TASK DIRECTIONS. Copy the rows below verbatim, from the row containing "Docstring: Locates the grassy" up to and including the row containing "162;85;225;177".

SOURCE MATERIAL.
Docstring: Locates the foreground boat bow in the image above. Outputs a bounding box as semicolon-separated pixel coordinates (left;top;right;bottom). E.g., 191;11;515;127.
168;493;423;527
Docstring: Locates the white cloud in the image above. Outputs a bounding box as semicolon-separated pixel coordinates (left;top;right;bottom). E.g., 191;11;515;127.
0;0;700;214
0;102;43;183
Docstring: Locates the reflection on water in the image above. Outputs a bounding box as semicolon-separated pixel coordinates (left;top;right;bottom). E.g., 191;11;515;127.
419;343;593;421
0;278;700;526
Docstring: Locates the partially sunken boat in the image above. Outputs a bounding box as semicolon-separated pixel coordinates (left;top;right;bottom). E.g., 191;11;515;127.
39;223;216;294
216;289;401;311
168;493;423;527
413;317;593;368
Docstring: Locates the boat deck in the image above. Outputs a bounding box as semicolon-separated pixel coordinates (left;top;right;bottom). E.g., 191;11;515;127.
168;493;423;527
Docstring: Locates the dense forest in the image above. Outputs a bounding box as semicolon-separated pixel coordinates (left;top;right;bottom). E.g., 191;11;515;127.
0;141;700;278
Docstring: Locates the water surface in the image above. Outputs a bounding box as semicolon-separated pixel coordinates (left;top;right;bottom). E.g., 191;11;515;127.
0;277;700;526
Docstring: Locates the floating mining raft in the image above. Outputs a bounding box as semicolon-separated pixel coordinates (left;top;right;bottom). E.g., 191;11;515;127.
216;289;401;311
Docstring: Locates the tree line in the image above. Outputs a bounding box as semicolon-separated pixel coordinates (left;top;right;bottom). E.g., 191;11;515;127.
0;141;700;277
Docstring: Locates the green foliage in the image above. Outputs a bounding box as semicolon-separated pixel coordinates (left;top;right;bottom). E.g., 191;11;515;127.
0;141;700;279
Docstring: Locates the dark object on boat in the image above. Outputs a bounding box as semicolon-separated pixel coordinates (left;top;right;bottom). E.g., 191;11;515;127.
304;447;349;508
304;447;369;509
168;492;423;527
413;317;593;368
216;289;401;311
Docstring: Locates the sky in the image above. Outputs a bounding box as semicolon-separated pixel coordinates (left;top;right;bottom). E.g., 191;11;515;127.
--
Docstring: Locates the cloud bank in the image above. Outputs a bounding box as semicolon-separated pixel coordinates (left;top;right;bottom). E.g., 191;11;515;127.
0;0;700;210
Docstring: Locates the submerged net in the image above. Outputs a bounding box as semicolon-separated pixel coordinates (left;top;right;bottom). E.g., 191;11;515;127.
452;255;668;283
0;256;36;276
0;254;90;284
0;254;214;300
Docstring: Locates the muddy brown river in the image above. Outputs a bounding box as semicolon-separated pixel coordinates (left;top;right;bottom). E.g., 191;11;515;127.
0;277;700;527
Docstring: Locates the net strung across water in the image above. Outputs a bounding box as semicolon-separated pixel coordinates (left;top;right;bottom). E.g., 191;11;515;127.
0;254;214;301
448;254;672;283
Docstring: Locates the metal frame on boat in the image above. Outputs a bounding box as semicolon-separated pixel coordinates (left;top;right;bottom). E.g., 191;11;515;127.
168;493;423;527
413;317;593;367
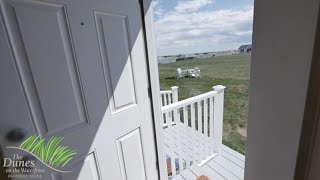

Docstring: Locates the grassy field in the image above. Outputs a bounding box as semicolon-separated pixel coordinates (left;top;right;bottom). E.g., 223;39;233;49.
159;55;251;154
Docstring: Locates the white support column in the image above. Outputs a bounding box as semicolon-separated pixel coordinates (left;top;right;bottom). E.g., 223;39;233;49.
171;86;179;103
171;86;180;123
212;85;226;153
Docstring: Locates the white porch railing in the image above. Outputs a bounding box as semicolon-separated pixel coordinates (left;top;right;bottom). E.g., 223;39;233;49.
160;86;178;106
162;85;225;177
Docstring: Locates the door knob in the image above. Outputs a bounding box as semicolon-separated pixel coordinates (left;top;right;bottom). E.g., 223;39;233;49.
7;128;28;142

FINAL ANSWER.
Docstring: Locates the grassy field in the image above. Outputs a bounding box as semicolon-separated pixel coordinates (left;top;right;bottom). E.g., 223;39;233;49.
159;55;251;154
Docstring: Locates the white support column in the image above. Outputs a bounding box as semicolon-separated pixel coordinates (left;top;right;bottom). E.g., 223;39;233;49.
171;86;179;103
171;86;180;123
212;85;226;153
Docstring: Locates the white porch railing in the image above. Outputs a bounding box as semicolon-separated pixel coordinates (left;top;right;bottom). E.g., 223;39;233;49.
160;86;178;106
162;85;225;177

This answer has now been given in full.